(Natural language region descriptions)
★ ★ ★ ★ ★

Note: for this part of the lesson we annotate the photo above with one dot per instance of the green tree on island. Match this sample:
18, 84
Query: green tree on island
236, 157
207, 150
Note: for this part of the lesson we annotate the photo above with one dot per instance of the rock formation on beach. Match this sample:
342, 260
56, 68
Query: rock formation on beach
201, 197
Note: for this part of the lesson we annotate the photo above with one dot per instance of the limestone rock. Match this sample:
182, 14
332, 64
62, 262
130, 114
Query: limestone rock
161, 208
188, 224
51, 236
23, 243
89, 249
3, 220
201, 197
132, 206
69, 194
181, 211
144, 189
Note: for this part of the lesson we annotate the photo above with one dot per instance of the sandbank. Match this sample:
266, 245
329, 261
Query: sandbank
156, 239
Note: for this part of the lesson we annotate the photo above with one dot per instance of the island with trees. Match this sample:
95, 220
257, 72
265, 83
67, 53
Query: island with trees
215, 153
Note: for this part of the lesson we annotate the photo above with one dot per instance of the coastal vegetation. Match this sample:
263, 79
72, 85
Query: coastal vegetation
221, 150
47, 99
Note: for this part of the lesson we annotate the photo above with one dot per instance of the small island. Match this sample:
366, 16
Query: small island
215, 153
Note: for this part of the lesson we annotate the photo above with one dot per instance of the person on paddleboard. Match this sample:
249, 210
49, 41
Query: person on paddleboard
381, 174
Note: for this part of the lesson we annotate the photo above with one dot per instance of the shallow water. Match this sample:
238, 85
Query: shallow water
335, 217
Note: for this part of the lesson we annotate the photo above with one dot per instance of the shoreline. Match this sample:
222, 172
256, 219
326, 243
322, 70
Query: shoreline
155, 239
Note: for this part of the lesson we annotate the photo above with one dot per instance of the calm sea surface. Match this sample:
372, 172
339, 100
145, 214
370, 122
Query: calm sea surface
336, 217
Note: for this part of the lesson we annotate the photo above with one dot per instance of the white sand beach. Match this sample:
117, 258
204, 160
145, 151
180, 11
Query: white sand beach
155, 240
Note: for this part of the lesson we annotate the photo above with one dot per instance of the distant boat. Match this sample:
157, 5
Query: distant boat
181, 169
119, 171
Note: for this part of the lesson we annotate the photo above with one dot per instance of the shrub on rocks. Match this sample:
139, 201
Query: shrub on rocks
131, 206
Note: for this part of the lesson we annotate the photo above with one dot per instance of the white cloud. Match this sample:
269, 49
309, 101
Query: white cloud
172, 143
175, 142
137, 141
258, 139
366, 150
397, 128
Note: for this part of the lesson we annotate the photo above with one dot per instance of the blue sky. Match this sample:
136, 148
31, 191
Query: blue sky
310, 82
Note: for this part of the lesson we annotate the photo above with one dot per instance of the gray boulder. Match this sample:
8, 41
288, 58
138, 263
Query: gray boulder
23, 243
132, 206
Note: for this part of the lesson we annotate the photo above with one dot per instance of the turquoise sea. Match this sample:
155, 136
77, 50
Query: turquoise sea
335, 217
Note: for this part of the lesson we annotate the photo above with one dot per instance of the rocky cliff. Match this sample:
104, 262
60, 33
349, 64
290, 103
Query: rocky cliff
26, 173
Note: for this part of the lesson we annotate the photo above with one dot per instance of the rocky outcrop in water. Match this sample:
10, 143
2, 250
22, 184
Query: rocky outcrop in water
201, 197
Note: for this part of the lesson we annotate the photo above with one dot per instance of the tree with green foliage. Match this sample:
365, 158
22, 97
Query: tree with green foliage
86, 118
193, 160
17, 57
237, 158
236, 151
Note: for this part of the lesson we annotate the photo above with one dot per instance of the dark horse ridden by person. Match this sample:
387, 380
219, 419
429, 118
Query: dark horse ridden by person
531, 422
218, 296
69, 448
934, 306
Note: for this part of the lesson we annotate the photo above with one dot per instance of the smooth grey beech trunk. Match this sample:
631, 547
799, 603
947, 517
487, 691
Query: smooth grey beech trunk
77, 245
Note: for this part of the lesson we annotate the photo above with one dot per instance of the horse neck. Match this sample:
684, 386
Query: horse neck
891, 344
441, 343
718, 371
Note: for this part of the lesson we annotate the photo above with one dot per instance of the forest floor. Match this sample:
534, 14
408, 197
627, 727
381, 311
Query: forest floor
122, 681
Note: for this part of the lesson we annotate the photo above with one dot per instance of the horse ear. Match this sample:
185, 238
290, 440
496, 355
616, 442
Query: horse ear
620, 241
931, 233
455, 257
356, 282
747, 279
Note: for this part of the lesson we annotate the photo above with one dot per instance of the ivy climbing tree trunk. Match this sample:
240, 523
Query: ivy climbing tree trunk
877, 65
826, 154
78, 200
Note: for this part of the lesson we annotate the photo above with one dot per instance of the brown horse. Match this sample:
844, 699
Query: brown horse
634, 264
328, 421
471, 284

★ ★ ★ ★ ★

**WHAT NEEDS TO BE DONE**
Your task is to restate all of the records above word for word.

**EXPECTED ANSWER**
Note: for this part of the lesson we annotate the photo above with one dot per instance of the green tree on island. Match this sample:
18, 84
Query: green tree on island
236, 157
207, 150
Note: for this part of the lesson we annotate the photo above with one dot per instance of the rock formation on beach. Match this sample:
342, 260
56, 68
Query: rock formation on beach
201, 197
Note: for this part of the lesson we annotate the photo above with one dot per instance of the limestone rock. Match this sample:
182, 14
332, 64
62, 262
130, 114
Query: limestone rock
161, 208
188, 224
51, 236
23, 243
89, 249
3, 220
201, 197
132, 206
69, 194
181, 211
144, 189
Note: for this part of the lesson we annotate the photo above with one dot per instance of the sandbank. Match this sample:
266, 245
329, 261
Query: sandbank
156, 239
Note: for this part of the lesson we annotate the photo above with one dot per instance of the island with trees. Match this sample:
95, 220
257, 72
265, 83
67, 53
Query: island with trees
215, 153
Note: for this part of the lesson we annotate the photo above with one dot per instance of the coastal vegetation. Match this sample:
263, 79
72, 85
Query: coastal vegetation
221, 150
47, 99
Note: for this part of the lesson we annotate the photo above with one dot per instance of the small island. Match this sample:
366, 16
Query: small island
215, 153
Note: for this part of the lesson we annotate the photo above with one dot per instance of the person on paddleboard. Match this sample:
249, 210
49, 41
Query: person on paddleboard
381, 174
Note: for this part of the lesson we annotate the photo above with one dot per instance of the shallow water. Match this sample:
238, 85
Query: shallow water
335, 217
Note: for this part of the lesson we annotate the photo above with one dot per instance of the shoreline. Match this sample:
222, 172
256, 219
326, 243
322, 70
Query: shoreline
155, 239
Note: for this part of the lesson we annotate the photo above with one dot per instance of the calm sea surface. Match this sample:
372, 172
339, 100
145, 214
370, 122
Query: calm sea surface
336, 217
Note: for this part of the lesson we annotate the photo above with one dot per instance of the white sand beach. Match this sample:
117, 258
204, 160
145, 151
180, 11
Query: white sand beach
155, 240
Note: for this part of the lesson we annotate the photo above with one dot per instance of the distant boat. Match this sample:
157, 5
Query: distant boat
181, 169
119, 171
Note: for this part of the lesson we annotate the photo above with one dot per instance of the shrub on rocks. Match this sample:
139, 201
Query: shrub on rocks
131, 206
Note: for this part of the lesson we annotate the photo above with one dot per instance of the white cloud. Match this sample:
269, 49
309, 101
Query: white cloud
172, 143
175, 142
137, 141
258, 139
366, 150
397, 128
Note: for this part of the lesson we annotate the photo above with one dot per instance of the blue sky. Match this sample:
136, 148
31, 191
Query: blue sky
310, 82
Note: for this part of the lesson we annotate the photo above with one dot per instance of the gray boulder. Match this sample:
8, 41
288, 58
138, 263
Query: gray boulder
23, 243
132, 206
Note: for this part of the lesson we annotate the photo above with one dot per instance of the turquoise sea. Match this sample:
155, 136
77, 50
Query: turquoise sea
335, 217
Note: for this part of the lesson we annotate the photo above with one dot per instance of the rocky cliff. Match this sample:
104, 262
60, 33
349, 64
290, 103
Query: rocky cliff
26, 173
Note: for this part of the lesson we annotate the photo above with one dot per instance of the rocky outcrop in water. Match this sample:
10, 143
2, 250
22, 184
Query: rocky outcrop in water
201, 197
Note: for this part of the lesson we annotate the photo above with one dot per instance of the tree with green foliage. Match this sample:
365, 158
22, 97
Query: tree with green foliage
86, 118
193, 160
17, 57
237, 158
236, 151
Note: for this part of the lesson we annotate the photo above with one dot per instance of the dark horse ridden by person. Match this sample:
387, 380
219, 419
429, 118
Query: dark horse ridden by person
531, 422
218, 296
69, 448
934, 306
Note: for this part of the lesson we annotate the photo above with one dot per instance of the smooth grey beech trunk. Match this sample:
631, 547
799, 603
947, 517
487, 691
Query: smooth grey beech trunk
77, 245
Note: for this part of the lesson we annotate the photo above with one dot per instance of the horse neck. Match this sample:
684, 386
Query: horse neck
891, 344
441, 343
718, 371
Note: for this part of the lesson we annotate the photo above with one dot per instance of the forest floor. Match this sample:
534, 14
408, 197
627, 727
381, 311
Query: forest floor
122, 681
Note: for this part of the lesson we annotate the photo above with one dot per instance of the horse ear. Match this sample:
185, 238
290, 440
496, 355
616, 442
Query: horse ear
620, 241
931, 233
455, 257
356, 282
747, 279
Note: for this part of the lesson we annotate the photo above with one dot per instance of the ivy climbing tree trunk. Match this sample:
240, 523
Query: ivy climbing tree trunk
877, 65
826, 154
78, 200
Note: for this part of the lesson we annotate the photo above with one dot per instance of the brown horse. Match this sample:
844, 699
Query: brown horse
634, 264
328, 421
471, 284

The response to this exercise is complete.